# BRIEF
Transcribe every record beneath, precisely as written.

# RECORD EXCERPTS

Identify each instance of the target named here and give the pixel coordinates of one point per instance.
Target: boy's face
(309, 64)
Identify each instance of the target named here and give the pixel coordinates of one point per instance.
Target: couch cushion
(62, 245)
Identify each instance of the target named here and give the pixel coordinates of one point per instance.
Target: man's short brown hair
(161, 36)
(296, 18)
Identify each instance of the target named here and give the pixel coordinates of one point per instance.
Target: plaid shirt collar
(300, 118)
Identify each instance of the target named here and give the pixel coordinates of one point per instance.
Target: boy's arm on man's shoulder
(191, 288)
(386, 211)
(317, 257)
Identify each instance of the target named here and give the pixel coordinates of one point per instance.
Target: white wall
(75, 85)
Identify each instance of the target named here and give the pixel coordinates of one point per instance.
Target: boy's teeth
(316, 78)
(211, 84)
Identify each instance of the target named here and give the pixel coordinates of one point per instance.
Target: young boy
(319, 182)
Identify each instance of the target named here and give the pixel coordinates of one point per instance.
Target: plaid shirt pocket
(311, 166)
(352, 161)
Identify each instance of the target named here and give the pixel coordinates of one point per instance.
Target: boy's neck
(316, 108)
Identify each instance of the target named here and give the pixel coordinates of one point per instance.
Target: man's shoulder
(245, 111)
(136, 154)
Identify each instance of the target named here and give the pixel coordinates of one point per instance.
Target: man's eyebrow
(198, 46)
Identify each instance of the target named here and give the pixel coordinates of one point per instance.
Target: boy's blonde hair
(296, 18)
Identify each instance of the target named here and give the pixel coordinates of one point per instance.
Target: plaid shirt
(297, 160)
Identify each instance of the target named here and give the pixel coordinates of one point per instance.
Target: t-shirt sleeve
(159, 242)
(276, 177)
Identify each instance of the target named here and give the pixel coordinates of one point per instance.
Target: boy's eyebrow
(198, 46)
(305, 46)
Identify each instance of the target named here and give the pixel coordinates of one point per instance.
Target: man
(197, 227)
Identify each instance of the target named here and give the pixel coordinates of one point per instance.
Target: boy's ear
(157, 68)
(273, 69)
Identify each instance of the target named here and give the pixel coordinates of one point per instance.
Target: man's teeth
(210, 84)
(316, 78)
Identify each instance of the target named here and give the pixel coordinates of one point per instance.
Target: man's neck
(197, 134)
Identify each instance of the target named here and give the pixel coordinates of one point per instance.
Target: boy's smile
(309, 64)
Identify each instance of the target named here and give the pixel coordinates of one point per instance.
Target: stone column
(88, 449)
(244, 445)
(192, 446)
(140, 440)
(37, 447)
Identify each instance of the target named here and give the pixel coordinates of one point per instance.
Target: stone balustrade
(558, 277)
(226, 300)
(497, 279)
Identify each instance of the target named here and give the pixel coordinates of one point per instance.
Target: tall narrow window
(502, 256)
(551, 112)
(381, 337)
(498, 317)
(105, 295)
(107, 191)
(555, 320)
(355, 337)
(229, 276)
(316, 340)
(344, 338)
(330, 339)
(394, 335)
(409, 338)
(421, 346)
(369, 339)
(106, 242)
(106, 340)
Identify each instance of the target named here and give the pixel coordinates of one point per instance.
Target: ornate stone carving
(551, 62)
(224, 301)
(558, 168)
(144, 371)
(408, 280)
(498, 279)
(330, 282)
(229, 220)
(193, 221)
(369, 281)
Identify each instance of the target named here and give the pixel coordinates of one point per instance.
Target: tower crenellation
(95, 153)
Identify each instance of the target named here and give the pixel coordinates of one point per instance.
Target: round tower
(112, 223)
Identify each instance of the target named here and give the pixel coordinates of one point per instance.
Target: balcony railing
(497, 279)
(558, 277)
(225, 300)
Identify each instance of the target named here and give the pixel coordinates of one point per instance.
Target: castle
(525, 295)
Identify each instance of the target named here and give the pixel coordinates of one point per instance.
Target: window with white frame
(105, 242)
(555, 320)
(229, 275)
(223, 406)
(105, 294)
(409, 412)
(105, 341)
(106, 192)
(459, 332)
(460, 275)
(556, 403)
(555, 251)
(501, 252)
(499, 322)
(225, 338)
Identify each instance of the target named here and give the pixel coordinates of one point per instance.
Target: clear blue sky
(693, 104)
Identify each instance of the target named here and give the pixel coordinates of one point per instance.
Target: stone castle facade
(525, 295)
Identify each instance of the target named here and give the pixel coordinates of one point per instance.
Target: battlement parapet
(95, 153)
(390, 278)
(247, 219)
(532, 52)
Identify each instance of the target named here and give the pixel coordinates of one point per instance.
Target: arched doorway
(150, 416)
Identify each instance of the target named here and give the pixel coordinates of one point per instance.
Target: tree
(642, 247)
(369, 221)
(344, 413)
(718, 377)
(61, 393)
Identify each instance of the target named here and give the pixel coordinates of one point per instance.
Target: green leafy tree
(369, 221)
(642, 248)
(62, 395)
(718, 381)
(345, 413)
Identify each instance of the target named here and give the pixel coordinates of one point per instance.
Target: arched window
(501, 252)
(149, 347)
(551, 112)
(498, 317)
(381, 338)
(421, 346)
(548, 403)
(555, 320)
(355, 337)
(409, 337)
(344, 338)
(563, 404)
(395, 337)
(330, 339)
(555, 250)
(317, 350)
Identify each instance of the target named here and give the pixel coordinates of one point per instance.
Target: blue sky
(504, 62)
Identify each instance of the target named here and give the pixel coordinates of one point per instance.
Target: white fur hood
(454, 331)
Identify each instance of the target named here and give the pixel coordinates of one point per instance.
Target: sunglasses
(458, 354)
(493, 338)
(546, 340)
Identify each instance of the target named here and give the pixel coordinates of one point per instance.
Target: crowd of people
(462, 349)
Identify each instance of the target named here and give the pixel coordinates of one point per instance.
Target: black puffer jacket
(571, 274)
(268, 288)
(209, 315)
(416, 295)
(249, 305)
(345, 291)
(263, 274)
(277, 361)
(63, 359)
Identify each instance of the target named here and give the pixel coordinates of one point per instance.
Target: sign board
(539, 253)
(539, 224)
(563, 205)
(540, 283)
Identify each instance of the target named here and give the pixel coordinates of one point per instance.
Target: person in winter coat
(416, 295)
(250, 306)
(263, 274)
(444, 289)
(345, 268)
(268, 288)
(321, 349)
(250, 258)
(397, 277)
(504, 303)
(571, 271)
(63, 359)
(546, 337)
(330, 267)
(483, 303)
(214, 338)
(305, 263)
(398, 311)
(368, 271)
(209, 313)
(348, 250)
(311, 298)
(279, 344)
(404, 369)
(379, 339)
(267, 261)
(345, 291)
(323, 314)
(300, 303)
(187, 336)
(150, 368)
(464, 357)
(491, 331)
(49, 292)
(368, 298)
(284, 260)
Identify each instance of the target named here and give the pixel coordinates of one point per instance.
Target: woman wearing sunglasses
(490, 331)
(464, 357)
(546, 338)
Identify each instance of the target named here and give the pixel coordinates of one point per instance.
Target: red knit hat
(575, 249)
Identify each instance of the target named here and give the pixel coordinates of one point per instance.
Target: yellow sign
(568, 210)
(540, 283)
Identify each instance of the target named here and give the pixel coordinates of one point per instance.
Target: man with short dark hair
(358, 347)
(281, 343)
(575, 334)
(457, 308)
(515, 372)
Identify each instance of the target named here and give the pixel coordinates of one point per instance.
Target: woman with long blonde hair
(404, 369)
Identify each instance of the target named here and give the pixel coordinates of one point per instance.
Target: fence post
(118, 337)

# TASK RESPONSE
Identify each instance of the target named here and give the pixel coordinates of one point per instance.
Target: boy's face
(309, 64)
Identify each instance of the target named here and give the pixel coordinates of one point per instance.
Target: couch cushion
(62, 245)
Identify each instance of the target named here and give the pixel coordinates of one point per instance.
Target: man's short brown hair
(161, 36)
(296, 18)
Identify each instance of the target named here and give the pixel coordinates of one point per instance.
Target: plaid shirt collar
(300, 118)
Identify each instance of the target named here and give the pixel coordinates of one point per instance.
Target: boy's arm on man's shoulder
(191, 288)
(386, 211)
(317, 257)
Identify each instance of the target named here and give the pixel coordinates of one point per instance.
Target: white wall
(75, 85)
Identify each instance of the target named here and give the pixel coordinates of one point per instance.
Target: boy's teeth
(316, 78)
(211, 84)
Identify each instance of the target named here and give the pixel coordinates of one point per instance.
Target: young boy
(319, 182)
Identify each instance of the target named here and give the pixel coordinates of one point per instance.
Target: plaid shirt pocket
(311, 166)
(352, 161)
Identify each instance of the target named here and give the pixel coordinates of one point per instance.
Target: boy's neck
(316, 108)
Identify each instance of the target named here and give the pixel coordinates of one point per instance.
Target: man's shoulder
(245, 111)
(136, 154)
Identify each instance of the target named here and give the pixel coordinates of one point per instance.
Target: man's eyebrow
(198, 46)
Identify each instance of the target named here and give the pixel coordinates of one point per instance.
Target: boy's blonde hair
(296, 18)
Identify each instance of the target named here and give the pixel coordinates of one point per instance.
Target: plaid shirt
(297, 160)
Identify each instance of the target named here and give the pixel coordinates of one point per instance.
Target: t-shirt sleeve
(159, 242)
(276, 177)
Identify each instance of the target named here and give the pixel coordinates of one point per instance.
Target: boy's eyebrow
(198, 46)
(305, 46)
Identify each instance of the target named here and give the pixel coordinates of one point per instance.
Target: man
(197, 227)
Identify each instance of the target named here and give the pixel coordinates of one point per instance.
Target: boy's ear
(157, 68)
(273, 69)
Identify each instance of the target named here and give the pixel coordinates of one point per instance.
Target: man's teeth
(210, 84)
(316, 78)
Identify each instance of the target named here and give the pixel coordinates of one point per instance.
Target: man's neck
(197, 134)
Identify each instance of the target named here and give the pixel coordinates of one point per instance.
Target: boy's smile
(309, 64)
Identify each instance of the target named here and give the pixel coordinates of one point per instance.
Target: stone column
(88, 449)
(244, 445)
(192, 446)
(140, 440)
(37, 447)
Identify each instance of the target named here and give the pixel coordinates of one point per instance.
Target: stone balustrade
(558, 277)
(226, 300)
(497, 279)
Identify each instance of the target named here and give the pixel coordinates of one point per instance.
Target: tall narrow window
(502, 256)
(551, 112)
(381, 337)
(498, 317)
(105, 295)
(107, 191)
(555, 320)
(355, 337)
(229, 276)
(316, 340)
(344, 338)
(330, 339)
(394, 335)
(409, 338)
(421, 346)
(369, 339)
(106, 242)
(106, 340)
Identify each instance of the target named here and give the pixel coordinates of one point per instance.
Target: ornate stone carving
(551, 62)
(224, 301)
(558, 168)
(144, 371)
(408, 280)
(498, 279)
(330, 282)
(229, 220)
(193, 221)
(369, 281)
Identify each instance of the target named here and give the pixel coordinates of one point per instance.
Target: tower crenellation
(95, 153)
Identify each instance of the target named here and give the pixel coordinates of one point per instance.
Target: round tower
(112, 223)
Identify each instance of the target named here and give the pixel coordinates of one point per instance.
Target: balcony railing
(497, 279)
(558, 277)
(225, 300)
Identify each instance of the target named here and give the pixel coordinates of one point per instance.
Target: castle
(525, 295)
Identify each instance of the target named here and give the pixel coordinates of one point per instance.
Target: window with white frame
(105, 242)
(555, 320)
(229, 275)
(223, 406)
(105, 294)
(409, 412)
(105, 341)
(106, 192)
(459, 332)
(460, 275)
(556, 403)
(555, 251)
(501, 252)
(499, 322)
(225, 338)
Identify each instance of the target named here and give the pixel coordinates of one point per instance.
Target: clear blue sky
(693, 104)
Identify each instance of the target named here and give the pixel coordinates of one point per instance.
Target: stone castle facade
(525, 295)
Identify each instance of the target named here and give the pixel coordinates of one point per instance.
Target: battlement parapet
(95, 153)
(390, 278)
(247, 219)
(532, 52)
Identify each instance of the target named here and give the pixel coordinates of one point per instance.
Target: arched doorway
(150, 416)
Identify each instance of the target named here and give the pixel coordinates of one point per instance.
Target: tree
(642, 247)
(369, 221)
(344, 413)
(718, 377)
(61, 393)
Identify each instance of the target named here and give the pixel coordinates of one point per instance.
Target: green leafy tree
(369, 221)
(642, 248)
(62, 395)
(718, 381)
(345, 413)
Identify each instance of the target named here and give the pixel coordinates of one point per instance.
Target: arched window
(501, 252)
(149, 347)
(551, 112)
(498, 317)
(381, 338)
(421, 346)
(548, 403)
(555, 320)
(355, 337)
(409, 337)
(344, 338)
(563, 404)
(395, 337)
(330, 339)
(555, 250)
(317, 350)
Identify each instance of the target named here and give the pixel coordinates of one point per instance.
Target: blue sky
(504, 62)
Identify each instance of the target named here and give the pixel coordinates of one point per instance.
Target: white fur hood
(454, 331)
Identify each instance of the target named here and give the pixel coordinates of one point per instance.
Target: sunglasses
(458, 354)
(493, 338)
(546, 340)
Identify each instance of the target named here and give the pixel coordinates of one point per instance.
Target: crowd of people
(462, 349)
Identify each instance of the target named here and give the pixel coordinates of one point per instance.
Target: black puffer jacket
(571, 274)
(268, 288)
(209, 315)
(416, 295)
(249, 305)
(345, 291)
(263, 274)
(277, 361)
(63, 359)
Identify each instance of the target named here and give the pixel coordinates of one point per instance.
Target: sign board
(539, 253)
(539, 224)
(563, 205)
(540, 283)
Identify each instance of the target named here and give the pixel coordinates of one point per instance.
Target: person in winter coat
(416, 295)
(250, 306)
(263, 274)
(444, 289)
(345, 268)
(268, 288)
(321, 349)
(250, 258)
(397, 277)
(504, 303)
(571, 271)
(63, 359)
(546, 337)
(330, 267)
(483, 303)
(214, 338)
(305, 263)
(398, 311)
(368, 271)
(209, 313)
(348, 250)
(311, 298)
(279, 344)
(404, 369)
(379, 339)
(267, 261)
(345, 291)
(323, 314)
(300, 303)
(187, 336)
(150, 368)
(464, 357)
(491, 331)
(49, 292)
(368, 298)
(284, 260)
Identify each instance of the target named here and give the pixel coordinates of one point per instance.
Target: woman wearing sunglasses
(490, 331)
(464, 357)
(546, 338)
Identify each instance of the target named here and give the pixel coordinates of one point per instance.
Target: red knit hat
(575, 249)
Identify each instance of the target named here and give the pixel coordinates of one point per instance.
Target: yellow sign
(568, 210)
(540, 283)
Identify each instance of the target named here and give the pixel coordinates of one point per instance.
Target: man with short dark hair
(358, 347)
(281, 343)
(575, 334)
(457, 308)
(515, 372)
Identify each instance of the target named here and give the pixel coordinates of one point per instance.
Target: woman with long blonde hair
(404, 369)
Identify each instance of the target named here and give the pixel coordinates of one point per instance.
Target: fence post
(118, 337)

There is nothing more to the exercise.